------ Extract to read ------

Each word, every sentence, is backed up with genuine feelings. When he writes “if I die from this virus, that would, without question, be considered a form of ‘murder.’ I’m not going to stand for that!” I wonder how many people in Wuhan share those thoughts?
There are a lot of old-timers living alone here in Wuhan just like Mr. Xiang. During normal times there would often be caregivers or hourly helpers who would be around to help people like Mr. Xiang, but since the outbreak occurred during the Chinese New Year, most of those workers all went back to their homes in the countryside, leaving the elderly alone to fend for themselves. For a while I was worried that Chancellor Liu Daoyu [30] Liu Daoyu (b. 1933) is a well-known educator, chemist, and social activist. He has served as the chancellor of Wuhan University and various high-level roles within the Chinese Ministry of Education. Besides his research accomplishments in the field of chemistry, he has also authored numerous books on education and career planning.
might also be alone at home without any help, because he normally has a helper who probably also went home for the New Year. I sent him a text over WeChat and was relieved to learn that his son and daughter-in-law had come home for the holidays and now they were all stuck at home together. My old classmate Lao Dao’s parents are both 96 years old and they are also quarantined where they live; their daughter isn’t even allowed to go there to help them out. At least they are both in good health and able to take care of themselves. They not only try not to be a burden on society, but they also do their best not to let their daughter unnecessarily worry; like so many other residents of this city, they too are trying to be optimistic and wait out this terrible outbreak.

------

## What this task involves
In the passage on elderly residents of Wuhan during the outbreak, how old are Lao Dao's parents?

------ Record extracts ------

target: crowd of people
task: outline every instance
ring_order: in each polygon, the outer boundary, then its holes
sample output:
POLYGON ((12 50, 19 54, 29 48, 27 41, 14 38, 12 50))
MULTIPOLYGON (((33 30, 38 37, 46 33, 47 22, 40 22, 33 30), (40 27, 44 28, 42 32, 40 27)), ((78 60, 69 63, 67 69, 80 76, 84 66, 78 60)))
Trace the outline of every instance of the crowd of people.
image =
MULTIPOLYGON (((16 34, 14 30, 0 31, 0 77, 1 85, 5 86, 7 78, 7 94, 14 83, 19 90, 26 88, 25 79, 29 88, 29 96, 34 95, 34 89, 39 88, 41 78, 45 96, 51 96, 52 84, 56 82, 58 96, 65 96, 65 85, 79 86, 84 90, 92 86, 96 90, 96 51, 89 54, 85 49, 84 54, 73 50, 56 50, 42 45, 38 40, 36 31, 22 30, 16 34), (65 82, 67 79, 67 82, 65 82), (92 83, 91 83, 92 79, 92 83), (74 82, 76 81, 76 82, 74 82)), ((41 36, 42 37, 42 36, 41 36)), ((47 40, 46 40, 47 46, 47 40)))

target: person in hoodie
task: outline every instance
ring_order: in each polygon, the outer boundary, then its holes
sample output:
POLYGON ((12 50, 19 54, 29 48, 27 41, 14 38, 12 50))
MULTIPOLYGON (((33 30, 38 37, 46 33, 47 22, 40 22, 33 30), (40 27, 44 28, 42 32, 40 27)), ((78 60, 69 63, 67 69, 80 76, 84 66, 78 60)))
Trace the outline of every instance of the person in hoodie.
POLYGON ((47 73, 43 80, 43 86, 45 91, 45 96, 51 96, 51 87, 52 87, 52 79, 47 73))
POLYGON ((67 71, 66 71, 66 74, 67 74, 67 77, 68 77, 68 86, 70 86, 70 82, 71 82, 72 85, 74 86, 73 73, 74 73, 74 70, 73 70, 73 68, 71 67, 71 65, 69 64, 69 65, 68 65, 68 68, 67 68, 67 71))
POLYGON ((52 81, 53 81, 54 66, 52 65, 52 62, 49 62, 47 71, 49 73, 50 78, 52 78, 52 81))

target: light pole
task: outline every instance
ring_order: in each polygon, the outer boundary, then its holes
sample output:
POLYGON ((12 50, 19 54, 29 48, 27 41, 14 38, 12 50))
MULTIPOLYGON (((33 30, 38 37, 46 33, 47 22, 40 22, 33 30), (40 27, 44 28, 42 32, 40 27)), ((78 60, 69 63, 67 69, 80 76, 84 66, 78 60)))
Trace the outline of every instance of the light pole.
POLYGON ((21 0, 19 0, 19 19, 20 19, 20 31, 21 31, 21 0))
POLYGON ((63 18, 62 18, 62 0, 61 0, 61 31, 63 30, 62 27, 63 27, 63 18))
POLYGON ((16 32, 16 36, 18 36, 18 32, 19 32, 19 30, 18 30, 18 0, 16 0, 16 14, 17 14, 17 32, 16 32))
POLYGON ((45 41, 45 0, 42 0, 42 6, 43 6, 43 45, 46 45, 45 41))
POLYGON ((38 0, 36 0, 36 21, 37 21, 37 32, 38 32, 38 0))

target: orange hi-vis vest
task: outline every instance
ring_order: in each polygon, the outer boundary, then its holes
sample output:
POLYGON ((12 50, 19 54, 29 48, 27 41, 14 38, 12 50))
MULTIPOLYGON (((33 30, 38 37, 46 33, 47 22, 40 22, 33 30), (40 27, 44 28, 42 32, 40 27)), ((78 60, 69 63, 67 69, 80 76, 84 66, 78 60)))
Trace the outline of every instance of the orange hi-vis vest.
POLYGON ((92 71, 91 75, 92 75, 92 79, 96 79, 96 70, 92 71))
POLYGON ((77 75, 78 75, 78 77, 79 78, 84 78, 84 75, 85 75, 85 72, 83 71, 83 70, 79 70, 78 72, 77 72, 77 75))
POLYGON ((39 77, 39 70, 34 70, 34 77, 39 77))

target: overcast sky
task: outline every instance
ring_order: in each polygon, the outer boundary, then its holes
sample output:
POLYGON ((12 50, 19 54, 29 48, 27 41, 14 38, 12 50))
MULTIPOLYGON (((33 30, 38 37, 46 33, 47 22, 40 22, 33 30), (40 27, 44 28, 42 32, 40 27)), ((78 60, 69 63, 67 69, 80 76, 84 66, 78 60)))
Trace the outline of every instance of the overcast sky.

------

## Response for this exercise
Both are 96 years old.